*Exercise requirements*.
**A)** In the column on the "new normal," which two disasters are named as examples of natural and unnatural disasters?
**B)** Write the next part of the column on the "new normal," picking up after its last sentence.

*Text*.
###
WASHINGTON – Across much of media lately, the phrase “new normal” keeps cropping up to describe what is, in fact, not normal.
This is to say, the everyday behaviors typical within a healthy society have shifted gears and evolved, not in a good way, to accommodate new circumstances. Overwhelmed by natural and unnatural disasters – from California’s infernos to frequent mass shootings – we gradually habituate to extremes of both nature and man.
It is undoubtedly helpful during such times to be a sociopath. When, say, an entire town is incinerated, it is surely less horrifying if empathy is absent.
Or, when a foreign-born U.S. resident is chopped to pieces, one can still capture 10 hours of REM. Ever disinclined to put his or her feet in someone else’s shoes, nothing on the planet is his or her concern.
You realize, that I’m using “her” as a mandatory attendant to the gender-neutral theory that both sexes are equally susceptible to toxic narcissism, as perhaps they are. I’m crossing all the T’s, in other words, to avoid saying Donald Trump. But, then, you knew that.
###
*Input data*.
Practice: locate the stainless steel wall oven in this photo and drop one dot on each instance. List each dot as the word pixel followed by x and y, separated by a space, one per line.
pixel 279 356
###
*Answers below*.
**A)** California's infernos and frequent mass shootings.

**B)**
Speaking of the devil, this isn’t to blame the president for the occurrences described but rather to suggest that his dubious reactions contribute to a larger lunacy that threatens to become part of the new normal.
When reality is ignored or re-characterized in ways that defy logical thinking, “new normal” becomes just another category of current events. This horrible thing happened and the president said this off-the-wall thing.
When Jamal Khashoggi, the Saudi journalist and contributor to The Washington Post, was killed in Turkey, Trump flippantly observed that Khashoggi wasn’t even a U.S. citizen and, besides, it happened over there.
The same day a gunman opened fire in a Pittsburgh synagogue, killing 11 mostly elderly worshipers and wounding several others, Trump regaled rally attendees with calls for armed security at places of worship and death penalties for shooters.
“So this is a case where if they had an armed guard inside the temple, they would have been able to stop them, maybe nobody would have been killed except for him.,” he said. S”o it’s a very, very difficult situation.”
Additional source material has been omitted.